* GIVEN PROBLEM *
How many lines of the data below contain the word "profile"? Give only the number.

## start THE RECORDS

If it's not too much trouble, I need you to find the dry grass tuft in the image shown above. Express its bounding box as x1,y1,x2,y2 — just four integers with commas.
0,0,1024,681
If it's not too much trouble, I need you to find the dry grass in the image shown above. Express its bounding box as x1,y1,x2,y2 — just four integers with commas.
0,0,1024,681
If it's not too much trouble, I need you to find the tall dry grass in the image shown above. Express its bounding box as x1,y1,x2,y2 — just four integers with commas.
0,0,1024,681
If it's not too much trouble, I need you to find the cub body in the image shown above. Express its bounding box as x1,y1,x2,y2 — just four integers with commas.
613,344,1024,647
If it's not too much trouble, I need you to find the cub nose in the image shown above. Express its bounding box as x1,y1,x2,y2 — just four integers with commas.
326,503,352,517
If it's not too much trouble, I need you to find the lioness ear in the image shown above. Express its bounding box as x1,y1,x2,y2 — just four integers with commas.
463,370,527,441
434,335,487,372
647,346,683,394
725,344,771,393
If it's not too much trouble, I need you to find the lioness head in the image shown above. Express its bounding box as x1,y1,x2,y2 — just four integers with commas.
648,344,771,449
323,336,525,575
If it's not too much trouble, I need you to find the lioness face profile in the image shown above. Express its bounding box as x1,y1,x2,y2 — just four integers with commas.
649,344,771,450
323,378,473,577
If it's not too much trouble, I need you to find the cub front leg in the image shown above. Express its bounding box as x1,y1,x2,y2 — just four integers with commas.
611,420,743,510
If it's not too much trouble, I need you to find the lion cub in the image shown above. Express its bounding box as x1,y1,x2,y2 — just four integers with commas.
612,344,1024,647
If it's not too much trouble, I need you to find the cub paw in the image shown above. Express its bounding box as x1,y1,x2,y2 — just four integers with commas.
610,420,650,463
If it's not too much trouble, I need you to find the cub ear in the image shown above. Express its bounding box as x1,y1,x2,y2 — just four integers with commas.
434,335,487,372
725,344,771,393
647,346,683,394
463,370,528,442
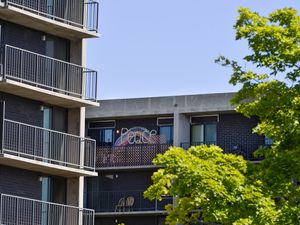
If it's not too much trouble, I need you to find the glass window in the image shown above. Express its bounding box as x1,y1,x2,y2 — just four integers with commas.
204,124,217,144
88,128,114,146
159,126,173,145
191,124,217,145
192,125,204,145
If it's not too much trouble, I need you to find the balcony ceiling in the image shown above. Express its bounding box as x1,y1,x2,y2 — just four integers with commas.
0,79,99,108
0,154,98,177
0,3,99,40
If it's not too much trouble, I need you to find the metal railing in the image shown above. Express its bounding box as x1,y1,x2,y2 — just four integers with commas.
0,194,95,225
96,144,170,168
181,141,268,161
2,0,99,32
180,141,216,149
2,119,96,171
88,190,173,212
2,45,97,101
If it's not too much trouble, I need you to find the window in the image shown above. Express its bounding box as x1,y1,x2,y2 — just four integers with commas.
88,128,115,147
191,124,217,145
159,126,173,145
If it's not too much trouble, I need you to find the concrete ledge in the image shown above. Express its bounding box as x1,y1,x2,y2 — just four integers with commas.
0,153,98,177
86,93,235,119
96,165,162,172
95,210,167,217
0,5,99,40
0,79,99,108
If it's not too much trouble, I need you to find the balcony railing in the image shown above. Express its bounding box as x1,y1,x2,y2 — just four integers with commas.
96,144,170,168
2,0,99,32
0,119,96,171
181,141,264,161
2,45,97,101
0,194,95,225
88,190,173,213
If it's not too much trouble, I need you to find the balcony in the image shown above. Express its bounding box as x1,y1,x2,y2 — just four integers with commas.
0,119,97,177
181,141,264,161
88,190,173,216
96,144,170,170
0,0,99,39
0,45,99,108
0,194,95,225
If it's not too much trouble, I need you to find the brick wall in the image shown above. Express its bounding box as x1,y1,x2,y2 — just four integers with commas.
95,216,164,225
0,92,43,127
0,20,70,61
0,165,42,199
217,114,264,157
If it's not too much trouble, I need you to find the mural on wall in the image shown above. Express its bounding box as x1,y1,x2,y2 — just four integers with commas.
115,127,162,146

## end THE RECORDS

* SOLUTION *
1